→ Ausgewählter Abschnitt
Zivilisten und Journalisten dürfen das besetzte Viertel nicht mehr betreten. Die Sicherheitskräfte zogen Stacheldraht um das Gelände an der Ratchaprasong-Straße. Dahinter waren immer wieder Gewehrsalven zu hören. Von weitem war Rauch zu sehen, einzelne Barrikaden standen in Flammen.
"Wir wollen nur Demokratie"
"Wir haben Pläne für eine Razzia, wenn die Proteste nicht aufgelöst werden", warnte der Einsatzleiter im Krisenzentrum, Sansern Kaewkamnerd. Er hat Strom und Wasser in dem Viertel abstellen lassen und lässt keine Lastwagen mit Nahrungsmitteln und Getränken mehr passieren. Tausende Soldaten bauten einen Ring von Straßensperren um das Geschäftsviertel, um zu verhindern, dass Sympathisanten die Reihen der eingeschlossenen Demonstranten verstärken.
"Es ist entscheidend, dass wir nicht umkehren und denen, die das Gesetz verletzen und bewaffnete Kämpfer aufstellen, erlauben, die Regierung einzuschüchtern", sagte Abhisit in der Fernsehansprache. Trotz der Trauer über eine "große Anzahl" von Todesfällen bei der Konfrontation würden die Sicherheitskräfte ihren Einsatz fortsetzen. Dieser sei "höchst angemessen". Abhisit kritisierte, dass die Opposition nicht auf die Bedingungen seines Friedensplans eingegangen sei. "Es ist offensichtlich, dass die Ablehnung des Plans darauf abzielt, einer kleinen Gruppe von Menschen zu nutzen, die Bürgerkrieg und Verluste verursachen wollen", fügte der Regierungschef hinzu.

→ Datenauszüge
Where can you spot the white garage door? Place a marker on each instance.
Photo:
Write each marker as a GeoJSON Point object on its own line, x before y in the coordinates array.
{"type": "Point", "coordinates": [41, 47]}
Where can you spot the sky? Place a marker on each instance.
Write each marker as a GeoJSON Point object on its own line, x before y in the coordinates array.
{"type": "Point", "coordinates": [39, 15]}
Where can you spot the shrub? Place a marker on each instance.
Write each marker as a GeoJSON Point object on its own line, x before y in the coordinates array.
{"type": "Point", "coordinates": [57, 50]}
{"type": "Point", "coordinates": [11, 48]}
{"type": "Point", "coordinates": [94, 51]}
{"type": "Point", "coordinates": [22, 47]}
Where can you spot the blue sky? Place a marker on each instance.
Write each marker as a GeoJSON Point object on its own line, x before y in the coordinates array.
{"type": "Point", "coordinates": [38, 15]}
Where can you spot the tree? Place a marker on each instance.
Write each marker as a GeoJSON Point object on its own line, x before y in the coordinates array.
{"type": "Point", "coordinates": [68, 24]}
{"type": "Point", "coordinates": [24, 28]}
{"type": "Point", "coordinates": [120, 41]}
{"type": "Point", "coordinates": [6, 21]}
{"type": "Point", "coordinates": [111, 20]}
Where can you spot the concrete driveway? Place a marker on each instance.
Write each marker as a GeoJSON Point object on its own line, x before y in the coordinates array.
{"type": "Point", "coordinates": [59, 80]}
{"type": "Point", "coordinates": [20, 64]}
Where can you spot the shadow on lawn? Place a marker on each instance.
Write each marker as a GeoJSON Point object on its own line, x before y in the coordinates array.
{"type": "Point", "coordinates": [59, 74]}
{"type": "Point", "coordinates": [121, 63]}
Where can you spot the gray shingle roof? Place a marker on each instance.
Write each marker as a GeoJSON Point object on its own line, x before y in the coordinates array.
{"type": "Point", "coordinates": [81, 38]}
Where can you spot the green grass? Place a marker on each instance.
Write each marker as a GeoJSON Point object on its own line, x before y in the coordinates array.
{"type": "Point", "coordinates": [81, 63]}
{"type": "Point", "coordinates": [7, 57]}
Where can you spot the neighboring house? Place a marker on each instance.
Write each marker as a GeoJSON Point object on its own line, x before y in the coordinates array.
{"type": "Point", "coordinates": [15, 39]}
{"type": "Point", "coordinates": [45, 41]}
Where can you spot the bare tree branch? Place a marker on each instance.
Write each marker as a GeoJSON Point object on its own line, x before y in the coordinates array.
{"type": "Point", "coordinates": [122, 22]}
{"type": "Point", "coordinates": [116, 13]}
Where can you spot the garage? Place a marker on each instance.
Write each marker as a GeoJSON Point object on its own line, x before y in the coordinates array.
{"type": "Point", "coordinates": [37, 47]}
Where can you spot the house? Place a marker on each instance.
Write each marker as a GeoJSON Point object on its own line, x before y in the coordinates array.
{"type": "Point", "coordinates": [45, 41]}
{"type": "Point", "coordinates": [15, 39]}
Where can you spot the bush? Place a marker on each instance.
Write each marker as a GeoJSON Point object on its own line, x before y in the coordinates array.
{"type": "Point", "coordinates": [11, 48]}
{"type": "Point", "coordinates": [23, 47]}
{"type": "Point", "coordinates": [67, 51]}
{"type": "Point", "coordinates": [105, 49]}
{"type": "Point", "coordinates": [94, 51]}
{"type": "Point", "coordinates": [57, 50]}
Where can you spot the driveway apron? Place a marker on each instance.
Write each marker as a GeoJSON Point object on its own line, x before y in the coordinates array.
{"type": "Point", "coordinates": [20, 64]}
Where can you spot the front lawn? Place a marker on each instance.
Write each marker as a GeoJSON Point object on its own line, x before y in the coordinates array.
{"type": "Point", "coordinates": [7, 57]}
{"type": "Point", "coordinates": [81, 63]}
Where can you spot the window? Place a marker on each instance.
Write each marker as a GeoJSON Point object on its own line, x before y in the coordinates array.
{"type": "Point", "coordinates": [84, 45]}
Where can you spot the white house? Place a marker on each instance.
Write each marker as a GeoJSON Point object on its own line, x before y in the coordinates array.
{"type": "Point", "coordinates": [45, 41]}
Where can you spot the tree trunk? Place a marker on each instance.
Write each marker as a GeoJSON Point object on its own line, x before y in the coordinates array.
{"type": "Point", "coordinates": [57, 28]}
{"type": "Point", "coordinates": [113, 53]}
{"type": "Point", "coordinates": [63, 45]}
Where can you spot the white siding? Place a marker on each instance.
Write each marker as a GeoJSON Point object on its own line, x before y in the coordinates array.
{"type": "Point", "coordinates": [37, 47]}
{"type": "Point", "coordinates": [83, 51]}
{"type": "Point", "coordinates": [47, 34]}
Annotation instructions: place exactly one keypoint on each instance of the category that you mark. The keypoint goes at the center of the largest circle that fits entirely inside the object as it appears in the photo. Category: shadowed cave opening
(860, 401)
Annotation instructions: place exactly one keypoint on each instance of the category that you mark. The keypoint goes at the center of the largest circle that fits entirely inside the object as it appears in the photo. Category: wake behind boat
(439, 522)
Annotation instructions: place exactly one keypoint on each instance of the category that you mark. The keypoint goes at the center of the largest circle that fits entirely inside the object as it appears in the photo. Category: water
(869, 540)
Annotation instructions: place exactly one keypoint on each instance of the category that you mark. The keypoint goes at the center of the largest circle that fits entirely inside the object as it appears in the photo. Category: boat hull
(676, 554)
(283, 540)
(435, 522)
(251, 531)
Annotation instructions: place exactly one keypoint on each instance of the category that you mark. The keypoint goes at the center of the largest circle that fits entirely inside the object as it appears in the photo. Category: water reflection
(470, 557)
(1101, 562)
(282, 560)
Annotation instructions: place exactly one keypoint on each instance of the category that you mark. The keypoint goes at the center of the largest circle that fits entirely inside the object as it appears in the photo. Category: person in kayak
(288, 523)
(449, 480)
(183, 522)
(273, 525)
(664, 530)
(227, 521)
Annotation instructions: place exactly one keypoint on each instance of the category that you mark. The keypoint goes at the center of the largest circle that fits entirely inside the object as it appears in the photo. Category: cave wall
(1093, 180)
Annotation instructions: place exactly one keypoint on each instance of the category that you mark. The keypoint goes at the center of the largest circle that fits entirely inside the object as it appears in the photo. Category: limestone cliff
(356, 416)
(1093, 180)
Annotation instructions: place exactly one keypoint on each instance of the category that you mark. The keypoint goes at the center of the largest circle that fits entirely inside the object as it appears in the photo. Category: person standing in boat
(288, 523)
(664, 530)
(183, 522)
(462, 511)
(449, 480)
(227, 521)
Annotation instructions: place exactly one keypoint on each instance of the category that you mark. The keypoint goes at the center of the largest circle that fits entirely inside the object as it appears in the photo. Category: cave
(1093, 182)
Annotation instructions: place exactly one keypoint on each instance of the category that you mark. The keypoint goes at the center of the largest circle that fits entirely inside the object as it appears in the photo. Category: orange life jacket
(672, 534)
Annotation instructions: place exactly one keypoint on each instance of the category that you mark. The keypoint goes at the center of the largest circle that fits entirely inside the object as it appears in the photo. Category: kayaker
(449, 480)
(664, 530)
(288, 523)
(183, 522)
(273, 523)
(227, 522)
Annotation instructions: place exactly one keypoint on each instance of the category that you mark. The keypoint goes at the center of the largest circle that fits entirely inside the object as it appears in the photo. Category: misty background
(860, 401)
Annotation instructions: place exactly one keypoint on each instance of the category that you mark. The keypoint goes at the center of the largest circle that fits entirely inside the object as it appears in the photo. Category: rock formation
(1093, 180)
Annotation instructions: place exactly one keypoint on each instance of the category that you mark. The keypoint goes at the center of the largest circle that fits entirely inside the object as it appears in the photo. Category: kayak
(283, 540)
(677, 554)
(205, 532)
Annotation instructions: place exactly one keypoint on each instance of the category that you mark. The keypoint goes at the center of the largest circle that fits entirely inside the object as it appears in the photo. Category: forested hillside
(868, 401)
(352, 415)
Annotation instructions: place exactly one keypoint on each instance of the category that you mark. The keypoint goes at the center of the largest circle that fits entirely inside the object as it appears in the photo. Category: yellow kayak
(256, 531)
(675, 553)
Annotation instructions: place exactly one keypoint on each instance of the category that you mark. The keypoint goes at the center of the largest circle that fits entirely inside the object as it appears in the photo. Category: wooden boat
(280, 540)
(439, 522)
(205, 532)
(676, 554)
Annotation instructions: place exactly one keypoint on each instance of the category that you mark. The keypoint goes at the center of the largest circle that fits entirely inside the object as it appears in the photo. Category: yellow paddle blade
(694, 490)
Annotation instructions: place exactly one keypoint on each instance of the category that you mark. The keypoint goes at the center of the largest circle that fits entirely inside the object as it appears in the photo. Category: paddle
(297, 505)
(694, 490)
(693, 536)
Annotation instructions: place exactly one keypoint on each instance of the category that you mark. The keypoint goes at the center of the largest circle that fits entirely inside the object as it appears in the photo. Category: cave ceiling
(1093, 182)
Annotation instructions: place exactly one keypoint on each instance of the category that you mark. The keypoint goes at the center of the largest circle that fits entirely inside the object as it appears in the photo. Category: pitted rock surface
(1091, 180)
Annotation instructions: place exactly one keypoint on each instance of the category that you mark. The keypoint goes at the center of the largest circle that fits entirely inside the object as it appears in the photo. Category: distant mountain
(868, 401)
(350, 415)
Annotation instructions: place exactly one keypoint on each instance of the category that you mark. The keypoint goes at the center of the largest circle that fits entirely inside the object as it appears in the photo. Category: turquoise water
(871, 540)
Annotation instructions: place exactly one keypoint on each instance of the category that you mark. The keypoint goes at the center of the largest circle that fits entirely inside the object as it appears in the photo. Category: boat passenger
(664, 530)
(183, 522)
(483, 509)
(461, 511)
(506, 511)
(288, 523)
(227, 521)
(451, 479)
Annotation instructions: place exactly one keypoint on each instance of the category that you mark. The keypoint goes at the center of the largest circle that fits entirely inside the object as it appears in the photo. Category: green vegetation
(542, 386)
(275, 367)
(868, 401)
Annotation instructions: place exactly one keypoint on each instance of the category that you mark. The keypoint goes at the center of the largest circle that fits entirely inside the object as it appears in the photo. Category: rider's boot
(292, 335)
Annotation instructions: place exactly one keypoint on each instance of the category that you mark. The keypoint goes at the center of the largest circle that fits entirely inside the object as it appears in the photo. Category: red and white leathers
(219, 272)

→ Arbeitsauftrag A
Gib aus dem Text über die Proteste im besetzten Geschäftsviertel die Stelle wortgetreu wieder, die bei den Worten „Zivilisten und Journalisten“ beginnt, und hör nach „standen in Flammen.“ auf.
→ Arbeitsauftrag B
Nimm den Text über die Proteste im besetzten Geschäftsviertel wieder auf und schreib ihn im Anschluss an seinen letzten Satz weiter.

→ Schriftliche Antwort A
Zivilisten und Journalisten dürfen das besetzte Viertel nicht mehr betreten. Die Sicherheitskräfte zogen Stacheldraht um das Gelände an der Ratchaprasong-Straße. Dahinter waren immer wieder Gewehrsalven zu hören. Von weitem war Rauch zu sehen, einzelne Barrikaden standen in Flammen.

→ Schriftliche Antwort B
Feuerwerkskörper auf Hubschrauber
Die Rothemden forderten "einen Waffenstillstand". "Wir wollen nur Demokratie", rief einer der Anführer. Tausende Rothemden haben sich hinter Barrikaden aus Autoreifen und Zäunen mit scharfen Bambusstangen verbarrikadiert. Sie griffen die Soldaten mit brennenden Reifen an und beschossen Hubschrauber mit Feuerwerkskörpern. Die Zahlen über die Stärke der Demonstranten gehen auseinander: Sicherheitskräfte schätzten sie auf bis zu 8000, das Oppositionsbündnis UDD selbst sprach von 15.000. Die UDD will nicht aufgeben. Die Regierung hat eine Kapitulation ausgeschlossen.
Die Regierung betonte, dass die Soldaten nur schießen, um ihr eigenes oder das Leben anderer zu retten. Nach Angaben der Sicherheitskräfte sind unter den Demonstranten aber militante Aktivisten, die gezielt auf Polizisten und Soldaten feuern und ein Blutbad provozieren wollten.
Die Regierung schloss zudem neue Verhandlungen mit den Demonstranten vorerst aus. Ministerpräsident Abhisit ist verärgert, weil die UDD einen fast sicher geglaubten und im Prinzip schon vereinbarten Kompromiss mit immer neuen Forderungen platzen ließen. Deshalb hatte er den neuen Armee-Einsatz angeordnet. Die UDD verlangt den Rücktritt der Regierung. Sie besteht überwiegend aus Anhängern des 2006 gestürzten Ministerpräsidenten Thaksin Shinawatra. Dessen Anhänger gewannen die Wahlen 2007. Sie wurden aber nach Straßenprotesten und juristischen Manövern aus der Regierung gedrängt. Abhisit kam nur an die Macht, weil ein Koalitionspartner der Thaksin-freundlichen Regierung die Seiten wechselte.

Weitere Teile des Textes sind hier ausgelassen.